Aufgabe 1
Gib in den Einträgen den Abschnitt von der Zeile mit „I would be grateful for your help identifying the green“ bis zum Ende der Einträge erneut aus und tausche dabei „green tree foliage“ gegen „leafy tree canopy“ aus; alles andere bleibt unverändert.

Der Berliner Senat und die BVG waren aus dem Taxigewerbe viel für den „Berlkönig“ kritisiert worden. Nun bleibt auch beim nächsten großen On-Demand-Ridepooling-Projekt das Taxi außen vor.
Schon vor der letzten Abgeordnetenhauswahl hatte der Senat es angekündigt: Die östlichen Außenstadtteile Berlins sollen einen neuen BVG-Rufbus als Ergänzung zum Linienverkehr bekommen. Nun ist bekannt geworden: Die Ausschreibung für den Betrieb ist gelaufen und den Zuschlag hat das amerikanisch-israelische Unternehmen Via Transportation, Inc. erhalten, das weltweit auf On-Demand-Ridepooloing spezialisiert ist. Voraussichtlich ab Ende Juli sollen BVG-Fahrgäste in Rummelsburg, Friedrichsfelde, Karlshorst, Biesdorf, Kaulsdorf, Mahlsdorf und Oberschöneweide rund um die Uhr in den Genuss kommen, je nach Strecke ohne Aufpreis oder gegen einen geringen Zuschlag mit einem herbeigerufenen, barrierefreien Kleinbus von A nach B gefahren zu werden.

Aufgabe 2
Welches Unternehmen hat laut dem Text über den neuen BVG-Rufbus den Zuschlag für den Betrieb erhalten?

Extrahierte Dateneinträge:
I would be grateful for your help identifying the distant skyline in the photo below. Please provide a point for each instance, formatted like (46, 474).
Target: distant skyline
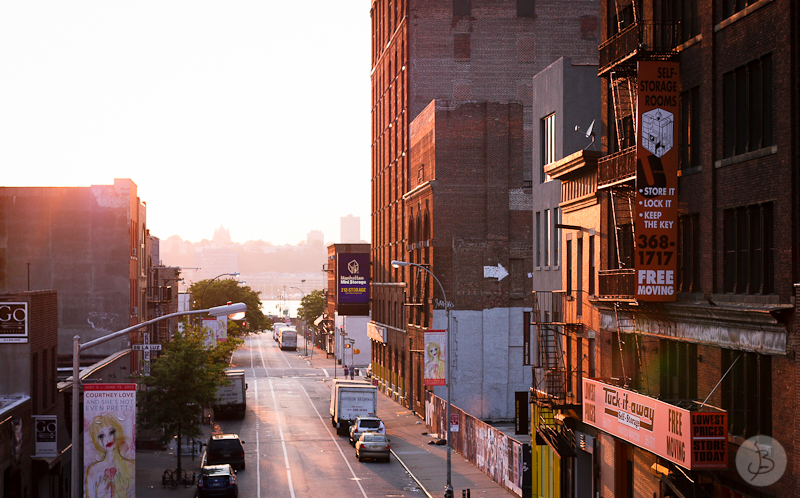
(252, 115)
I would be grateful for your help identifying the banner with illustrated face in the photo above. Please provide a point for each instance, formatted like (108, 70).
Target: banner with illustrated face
(109, 431)
(435, 355)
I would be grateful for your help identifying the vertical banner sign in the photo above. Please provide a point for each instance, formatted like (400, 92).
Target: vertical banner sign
(435, 356)
(109, 429)
(657, 181)
(353, 278)
(46, 442)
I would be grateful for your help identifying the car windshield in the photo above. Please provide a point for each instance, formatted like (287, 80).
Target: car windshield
(374, 438)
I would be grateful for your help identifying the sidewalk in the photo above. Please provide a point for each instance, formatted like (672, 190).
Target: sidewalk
(426, 463)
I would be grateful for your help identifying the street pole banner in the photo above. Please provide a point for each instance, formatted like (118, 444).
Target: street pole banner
(656, 220)
(109, 430)
(435, 357)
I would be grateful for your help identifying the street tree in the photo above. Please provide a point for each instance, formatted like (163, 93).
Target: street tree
(182, 381)
(312, 306)
(210, 293)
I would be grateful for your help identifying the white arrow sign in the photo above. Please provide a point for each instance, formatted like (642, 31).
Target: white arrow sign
(497, 272)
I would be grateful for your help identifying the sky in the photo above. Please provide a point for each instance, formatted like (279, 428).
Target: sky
(253, 115)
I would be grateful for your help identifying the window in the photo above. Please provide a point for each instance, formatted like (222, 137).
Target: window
(747, 102)
(678, 370)
(689, 253)
(538, 239)
(548, 143)
(547, 238)
(690, 129)
(568, 268)
(747, 392)
(462, 7)
(461, 46)
(526, 8)
(592, 269)
(748, 246)
(731, 7)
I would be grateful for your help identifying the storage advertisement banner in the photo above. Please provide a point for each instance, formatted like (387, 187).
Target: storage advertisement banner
(353, 278)
(693, 440)
(435, 357)
(656, 220)
(109, 430)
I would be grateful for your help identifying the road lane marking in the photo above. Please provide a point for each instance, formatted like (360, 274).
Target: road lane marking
(337, 443)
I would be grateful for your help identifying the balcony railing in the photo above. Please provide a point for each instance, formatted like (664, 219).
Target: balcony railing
(617, 167)
(642, 40)
(617, 283)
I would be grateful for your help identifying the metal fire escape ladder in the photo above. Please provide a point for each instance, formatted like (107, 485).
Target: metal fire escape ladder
(552, 382)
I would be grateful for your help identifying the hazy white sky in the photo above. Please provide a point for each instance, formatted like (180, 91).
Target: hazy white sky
(254, 115)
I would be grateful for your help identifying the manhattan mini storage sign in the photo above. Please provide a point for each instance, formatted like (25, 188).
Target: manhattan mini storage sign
(657, 181)
(693, 440)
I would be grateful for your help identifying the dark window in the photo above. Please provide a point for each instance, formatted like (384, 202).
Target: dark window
(747, 392)
(624, 360)
(569, 267)
(592, 269)
(733, 6)
(748, 246)
(690, 129)
(678, 370)
(747, 107)
(526, 8)
(462, 7)
(461, 46)
(689, 253)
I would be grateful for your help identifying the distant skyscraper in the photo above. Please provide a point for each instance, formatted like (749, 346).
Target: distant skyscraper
(315, 236)
(350, 230)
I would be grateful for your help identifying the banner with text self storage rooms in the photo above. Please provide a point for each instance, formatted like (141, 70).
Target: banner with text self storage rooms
(656, 219)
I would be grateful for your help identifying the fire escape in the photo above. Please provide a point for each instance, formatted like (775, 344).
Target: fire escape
(635, 35)
(555, 381)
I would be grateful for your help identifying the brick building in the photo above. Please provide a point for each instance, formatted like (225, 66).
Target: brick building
(88, 243)
(693, 315)
(452, 52)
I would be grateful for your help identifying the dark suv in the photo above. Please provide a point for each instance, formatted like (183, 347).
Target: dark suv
(217, 480)
(225, 448)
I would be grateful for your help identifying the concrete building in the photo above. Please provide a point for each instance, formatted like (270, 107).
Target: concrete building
(87, 243)
(463, 52)
(688, 337)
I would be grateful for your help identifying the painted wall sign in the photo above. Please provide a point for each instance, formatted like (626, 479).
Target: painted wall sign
(656, 209)
(693, 440)
(14, 322)
(353, 278)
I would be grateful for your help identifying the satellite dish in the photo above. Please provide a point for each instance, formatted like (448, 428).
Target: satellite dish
(589, 133)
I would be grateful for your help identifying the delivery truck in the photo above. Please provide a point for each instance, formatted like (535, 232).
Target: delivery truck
(287, 338)
(351, 399)
(231, 399)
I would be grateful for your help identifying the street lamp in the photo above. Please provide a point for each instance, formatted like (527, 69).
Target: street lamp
(448, 489)
(76, 352)
(305, 318)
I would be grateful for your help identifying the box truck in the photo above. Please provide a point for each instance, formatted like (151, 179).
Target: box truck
(351, 399)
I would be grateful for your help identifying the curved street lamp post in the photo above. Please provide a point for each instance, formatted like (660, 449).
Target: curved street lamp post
(448, 489)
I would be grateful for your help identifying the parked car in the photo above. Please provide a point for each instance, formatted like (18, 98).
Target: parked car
(225, 448)
(217, 480)
(373, 445)
(365, 424)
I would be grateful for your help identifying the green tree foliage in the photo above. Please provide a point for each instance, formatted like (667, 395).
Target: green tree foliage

Vollständige Ausgabe 1
I would be grateful for your help identifying the leafy tree canopy in the photo above. Please provide a point for each instance, formatted like (667, 395).
Target: leafy tree canopy

Vollständige Ausgabe 2
Das amerikanisch-israelische Unternehmen Via Transportation, Inc.